**EXERCISE PROMPT**
Reproduce every one of the records below word for word, leaving out the pictures.

## Start MATERIAL SHOWN

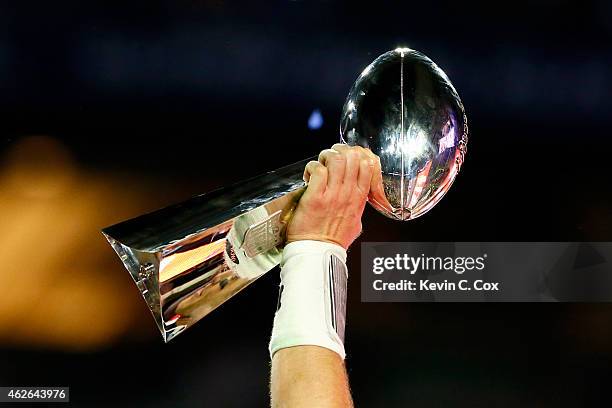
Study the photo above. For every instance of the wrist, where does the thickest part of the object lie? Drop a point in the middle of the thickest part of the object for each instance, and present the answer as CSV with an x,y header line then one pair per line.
x,y
312,301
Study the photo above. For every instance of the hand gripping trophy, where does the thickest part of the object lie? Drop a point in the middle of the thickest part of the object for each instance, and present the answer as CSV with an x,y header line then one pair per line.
x,y
189,258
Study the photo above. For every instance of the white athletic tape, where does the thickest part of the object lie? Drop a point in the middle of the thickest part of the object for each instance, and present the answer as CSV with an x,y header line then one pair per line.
x,y
312,297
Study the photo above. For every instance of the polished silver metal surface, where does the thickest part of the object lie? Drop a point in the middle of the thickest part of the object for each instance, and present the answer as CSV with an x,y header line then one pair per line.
x,y
189,258
405,109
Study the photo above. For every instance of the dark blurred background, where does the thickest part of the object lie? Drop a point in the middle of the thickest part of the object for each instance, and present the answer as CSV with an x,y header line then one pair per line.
x,y
109,109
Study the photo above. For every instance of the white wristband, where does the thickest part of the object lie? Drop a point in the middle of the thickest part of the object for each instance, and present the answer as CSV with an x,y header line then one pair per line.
x,y
312,297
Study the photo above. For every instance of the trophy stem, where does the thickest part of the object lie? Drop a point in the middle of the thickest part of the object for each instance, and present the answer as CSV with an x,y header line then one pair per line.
x,y
189,258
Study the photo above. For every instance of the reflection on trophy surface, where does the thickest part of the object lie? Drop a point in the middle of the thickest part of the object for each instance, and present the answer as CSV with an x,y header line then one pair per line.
x,y
189,258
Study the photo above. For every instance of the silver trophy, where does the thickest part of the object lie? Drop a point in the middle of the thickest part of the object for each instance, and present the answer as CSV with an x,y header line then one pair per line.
x,y
189,258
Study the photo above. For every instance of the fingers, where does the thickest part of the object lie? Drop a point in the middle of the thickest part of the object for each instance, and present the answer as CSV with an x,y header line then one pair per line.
x,y
335,162
315,174
366,172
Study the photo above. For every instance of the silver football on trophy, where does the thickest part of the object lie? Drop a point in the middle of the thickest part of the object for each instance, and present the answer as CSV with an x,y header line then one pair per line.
x,y
191,257
405,109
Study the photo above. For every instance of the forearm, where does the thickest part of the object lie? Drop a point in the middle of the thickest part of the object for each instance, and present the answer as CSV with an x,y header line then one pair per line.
x,y
307,347
309,376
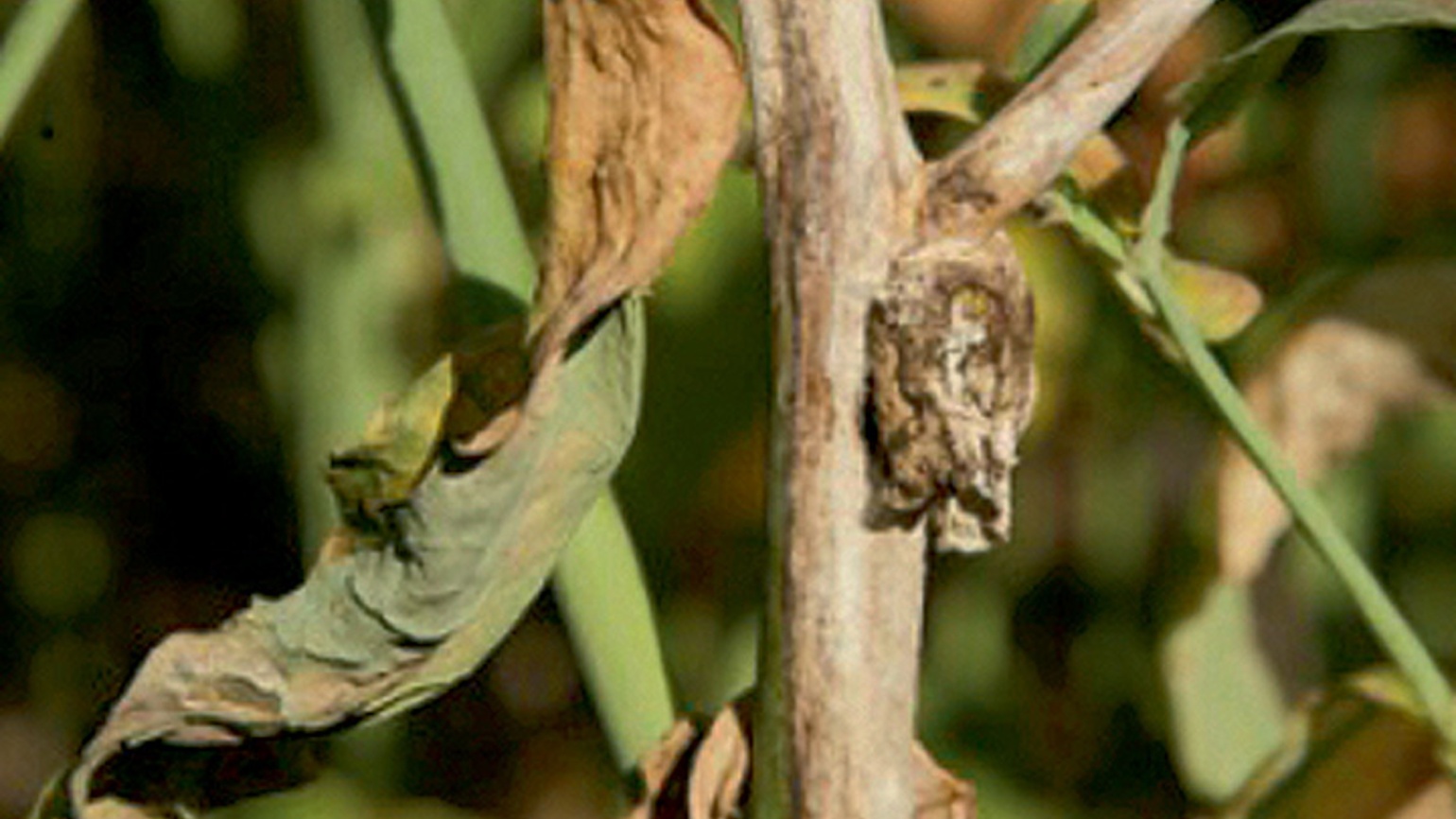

## End MATERIAL SHOWN

**TASK RESPONSE**
Study the photo above. For every instance of the wrist, where does the thickest part of the object lie? Drop a point in the middle of the thickest part of the object for each instance, and present the answer as CSV with an x,y header line then one pair per line.
x,y
312,301
Study the photo above. For every instance of the hand gripping trophy, where does the thickest part of the object lie? Drop a point in the middle of the thickest part of the object for each instance, and present the answer as CSV with an x,y header line then one pair per line.
x,y
189,258
Study the photo above. For every instance of the white athletic tape, where does the thickest part of the object lie? Drop a point in the middle of the thickest part of the object for each instance, and present the answer as CSV with an x,y header line then one pair per line.
x,y
312,297
Study the photo above. For every instance of the polished silver metal surface, where does the thickest part of the object lie? Drop a point in the middle of the thickest part of the object for each instance, and present the answer as CSV with an x,y header line then one pair per line.
x,y
189,258
405,109
Study the photo above. For every instance of the dark blurred background, where does the thickest part of the object lie? Drop a point in the middle of the thickest part of the object for each instance, and present the answer as CSV with an x,y header line then one pair per line.
x,y
109,109
Study the photo above. For every instance of the white wristband, where does the thickest part of the object lie? Drop a point in the middle of the thickest part of the object for each instance, and present the answer as CSV with an x,y header line then one pair per line.
x,y
312,297
Study the photo above. For every instance of the trophy stem, where does the thickest part of the object lie? Drop a point in the middle of the thickest part of the object for each instance, and present the answer as CSV with an x,y header line then one pair per line.
x,y
189,258
Study the photo above. For every instance of the reflection on trophy surface, where does the thickest part of the object lie? Drop a point in the middle of the thickest part of the object for each instance, and present the answer as CSV with an x,y header line then one pair per line.
x,y
189,258
Study the photo above. For every instance of the silver trophy, where does the thickest part of the object lie? Drop a point in the middle of the thickest part of the object for each instance, and present the answer as CSV with an x,y header line then one pair per line.
x,y
189,258
Study the photo above. For every instance of the fingers, where does the thickest part of the object lie? Drop a point in the middle of the thickest part of the object for each instance, and present the answer as CSV with an x,y header line then one pair per line.
x,y
335,162
315,174
366,172
Study the photo above. For every instance of the silver football on trophy, where does the thickest part of the object lie? Drop a point in the middle of the thickest part of the object for each instance, and present the answer as CSV with an x,y header line then one pair per line.
x,y
191,257
405,109
Study the photo above. For every instance of the forearm, where does the thickest part of the object lie? Drop a point in the middle of the thickest part of the object for each instance, and present the answer as CSV with an x,y header line then one pair per line.
x,y
307,347
309,376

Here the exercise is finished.